** begin TASK MATERIAL **
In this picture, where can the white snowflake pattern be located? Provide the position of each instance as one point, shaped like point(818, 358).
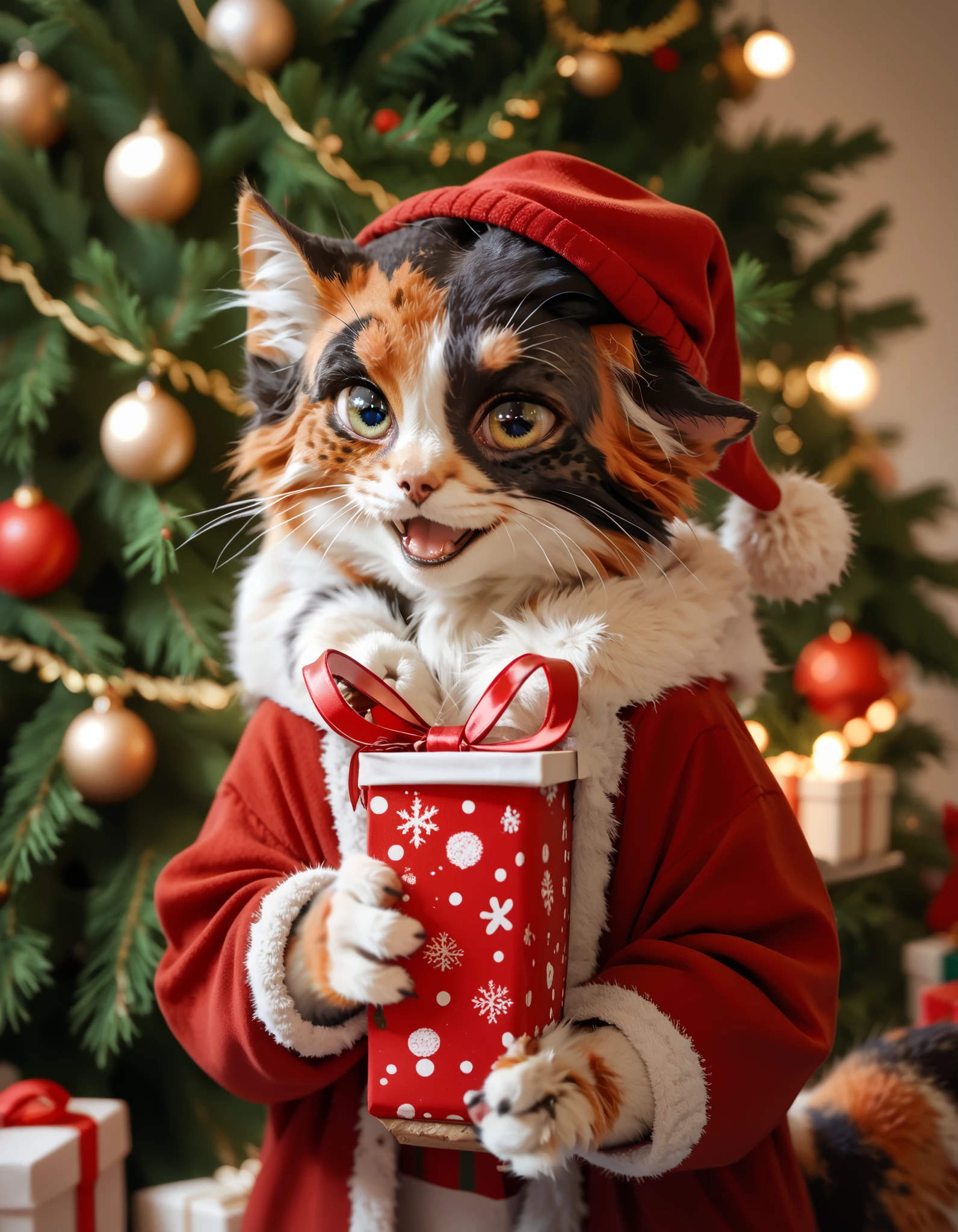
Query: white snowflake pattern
point(548, 892)
point(492, 1001)
point(443, 953)
point(419, 824)
point(496, 916)
point(510, 819)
** end TASK MATERIAL **
Reproduce all the records verbatim, excluding images.

=== FINAL RESULT ===
In this picture, where can the white snowflake pattern be located? Provide the position of each instance as one point, shaped like point(818, 358).
Query: white snowflake pattern
point(548, 892)
point(492, 1001)
point(443, 953)
point(419, 824)
point(496, 916)
point(510, 819)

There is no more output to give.